- _Aim_: In the listing below, gather every line that contains the string "window" and copy each one in full.

**** Given data

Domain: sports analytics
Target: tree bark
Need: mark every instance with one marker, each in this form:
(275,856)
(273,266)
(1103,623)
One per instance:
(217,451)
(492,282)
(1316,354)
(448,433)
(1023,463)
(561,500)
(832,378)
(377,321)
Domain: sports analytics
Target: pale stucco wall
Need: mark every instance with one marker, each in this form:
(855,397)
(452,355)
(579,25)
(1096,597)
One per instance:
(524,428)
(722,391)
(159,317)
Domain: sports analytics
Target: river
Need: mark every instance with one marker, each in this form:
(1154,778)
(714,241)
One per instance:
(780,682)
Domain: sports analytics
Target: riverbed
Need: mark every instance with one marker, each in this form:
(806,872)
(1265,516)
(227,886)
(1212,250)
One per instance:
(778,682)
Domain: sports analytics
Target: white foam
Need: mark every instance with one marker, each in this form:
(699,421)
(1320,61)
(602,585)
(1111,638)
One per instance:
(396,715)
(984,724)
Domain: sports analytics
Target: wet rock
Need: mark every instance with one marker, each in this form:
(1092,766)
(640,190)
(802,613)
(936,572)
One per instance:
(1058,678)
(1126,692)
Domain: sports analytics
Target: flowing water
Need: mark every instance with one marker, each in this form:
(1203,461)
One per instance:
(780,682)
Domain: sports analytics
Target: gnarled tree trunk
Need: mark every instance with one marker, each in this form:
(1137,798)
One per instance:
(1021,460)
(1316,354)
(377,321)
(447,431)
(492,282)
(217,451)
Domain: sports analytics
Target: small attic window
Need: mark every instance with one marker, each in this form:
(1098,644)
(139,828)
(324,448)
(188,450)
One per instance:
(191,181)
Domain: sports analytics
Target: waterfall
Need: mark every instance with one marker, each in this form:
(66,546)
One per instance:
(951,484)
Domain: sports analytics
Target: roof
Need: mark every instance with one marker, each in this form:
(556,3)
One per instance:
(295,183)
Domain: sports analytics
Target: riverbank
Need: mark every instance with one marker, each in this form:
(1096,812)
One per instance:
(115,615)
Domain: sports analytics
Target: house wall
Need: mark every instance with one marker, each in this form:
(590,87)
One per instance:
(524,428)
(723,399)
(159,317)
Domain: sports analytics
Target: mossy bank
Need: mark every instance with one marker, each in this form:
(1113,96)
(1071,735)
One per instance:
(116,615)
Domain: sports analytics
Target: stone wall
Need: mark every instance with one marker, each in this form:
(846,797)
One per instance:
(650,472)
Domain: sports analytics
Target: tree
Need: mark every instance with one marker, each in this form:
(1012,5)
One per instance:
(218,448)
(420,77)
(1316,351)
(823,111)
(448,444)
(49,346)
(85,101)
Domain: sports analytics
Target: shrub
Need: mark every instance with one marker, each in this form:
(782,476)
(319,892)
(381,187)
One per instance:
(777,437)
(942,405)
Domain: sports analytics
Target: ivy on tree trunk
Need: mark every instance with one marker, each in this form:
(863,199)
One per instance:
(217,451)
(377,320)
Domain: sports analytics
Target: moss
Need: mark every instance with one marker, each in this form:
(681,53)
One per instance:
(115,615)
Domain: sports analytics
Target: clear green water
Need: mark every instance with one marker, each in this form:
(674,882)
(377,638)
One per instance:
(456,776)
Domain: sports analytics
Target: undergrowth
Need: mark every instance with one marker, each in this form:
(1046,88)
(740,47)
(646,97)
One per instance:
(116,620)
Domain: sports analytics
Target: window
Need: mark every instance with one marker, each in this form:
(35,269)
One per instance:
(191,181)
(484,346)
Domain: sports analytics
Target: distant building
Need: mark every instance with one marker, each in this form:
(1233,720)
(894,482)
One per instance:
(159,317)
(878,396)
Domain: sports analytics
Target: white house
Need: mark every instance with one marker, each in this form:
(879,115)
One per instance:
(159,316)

********

- _The answer_:
Target: small attic window
Target: window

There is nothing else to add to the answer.